**Source**.
::::

Wheeler and Clear Title agree that a fiduciary duty existed but disagree about whether the duty was breached. Wheeler's argument relies on the assertion that Clear Title had a duty to receive Wheeler's funds and that Clear Title became a party to the fraud by ignoring the fraud when brought to its attention. But Clear Title did not have a duty to receive the funds. Instead, Clear Title was required to safekeep the money that it received and was only empowered to perform the acts in the residential purchase agreement to the extent that the terms and conditions were within the control of the escrow company. As demonstrated by the facts in this case, Clear Title had no control over receiving funds. Therefore, Wheeler's first argument fails.

Wheeler's second argument fails because Clear Title did not know that fraud had occurred. Escrow agents do not have a duty to investigate to discover fraud and the facts known by the escrow agent must present substantial evidence of fraud. Mark Props., Inc., 117 Nev. at 945, 34 P.3d at 590. There was not substantial evidence of fraud. Rose thought Wheeler received the wire instructions from either Rose's assistant or the lender and did not find it shocking that Wheeler had already wired the funds before the closing. Wheeler never told Rose that she received an email sent in Rose's name with wire instructions. Additionally, Rose checked the wire board throughout the day according to Clear Title's procedures. Accordingly, we conclude that Clear Title did not breach its fiduciary duty, so the district court did not err when it granted summary judgment on Wheeler's breach of fiduciary duty claim.

::::

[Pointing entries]
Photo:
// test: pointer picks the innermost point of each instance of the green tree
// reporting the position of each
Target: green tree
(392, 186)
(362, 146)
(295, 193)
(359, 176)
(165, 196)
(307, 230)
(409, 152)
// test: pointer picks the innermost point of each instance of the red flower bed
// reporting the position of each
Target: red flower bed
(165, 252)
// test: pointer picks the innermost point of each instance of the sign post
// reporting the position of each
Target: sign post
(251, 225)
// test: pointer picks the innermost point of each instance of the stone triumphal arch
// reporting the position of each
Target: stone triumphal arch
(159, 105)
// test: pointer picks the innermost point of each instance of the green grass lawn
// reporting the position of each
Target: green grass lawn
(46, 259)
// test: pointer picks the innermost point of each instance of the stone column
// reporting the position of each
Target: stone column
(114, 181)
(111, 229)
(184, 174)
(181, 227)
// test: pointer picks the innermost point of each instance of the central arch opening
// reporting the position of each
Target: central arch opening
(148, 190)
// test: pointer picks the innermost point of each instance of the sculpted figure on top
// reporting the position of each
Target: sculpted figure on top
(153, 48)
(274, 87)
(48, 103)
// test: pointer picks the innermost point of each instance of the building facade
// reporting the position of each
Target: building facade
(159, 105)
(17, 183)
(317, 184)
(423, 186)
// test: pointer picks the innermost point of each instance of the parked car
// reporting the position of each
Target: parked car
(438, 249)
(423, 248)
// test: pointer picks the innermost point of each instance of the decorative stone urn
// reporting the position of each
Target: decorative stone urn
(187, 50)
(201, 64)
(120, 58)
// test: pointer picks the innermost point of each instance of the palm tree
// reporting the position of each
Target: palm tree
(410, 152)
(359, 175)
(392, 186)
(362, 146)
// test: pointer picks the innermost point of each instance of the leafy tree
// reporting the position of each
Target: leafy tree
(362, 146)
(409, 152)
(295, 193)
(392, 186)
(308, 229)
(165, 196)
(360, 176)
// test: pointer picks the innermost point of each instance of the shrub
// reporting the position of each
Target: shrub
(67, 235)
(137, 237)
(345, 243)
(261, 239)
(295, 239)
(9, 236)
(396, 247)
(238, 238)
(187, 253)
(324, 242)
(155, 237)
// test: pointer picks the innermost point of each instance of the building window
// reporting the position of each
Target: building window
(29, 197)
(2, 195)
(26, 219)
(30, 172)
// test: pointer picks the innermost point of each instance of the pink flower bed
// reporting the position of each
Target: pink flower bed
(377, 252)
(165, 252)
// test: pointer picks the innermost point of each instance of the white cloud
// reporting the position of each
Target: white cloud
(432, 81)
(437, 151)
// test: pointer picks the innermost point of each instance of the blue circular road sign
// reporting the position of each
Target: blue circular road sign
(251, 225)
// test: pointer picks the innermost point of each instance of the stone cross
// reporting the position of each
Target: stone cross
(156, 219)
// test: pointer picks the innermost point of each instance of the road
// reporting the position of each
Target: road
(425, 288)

::::

**Work to be completed**. Set down the passage of the escrow ruling from "Wheeler and Clear" up to and including "first argument fails.", keeping every word unchanged. These entries were taken from a different source.

**Response to the task**.
Wheeler and Clear Title agree that a fiduciary duty existed but disagree about whether the duty was breached. Wheeler's argument relies on the assertion that Clear Title had a duty to receive Wheeler's funds and that Clear Title became a party to the fraud by ignoring the fraud when brought to its attention. But Clear Title did not have a duty to receive the funds. Instead, Clear Title was required to safekeep the money that it received and was only empowered to perform the acts in the residential purchase agreement to the extent that the terms and conditions were within the control of the escrow company. As demonstrated by the facts in this case, Clear Title had no control over receiving funds. Therefore, Wheeler's first argument fails.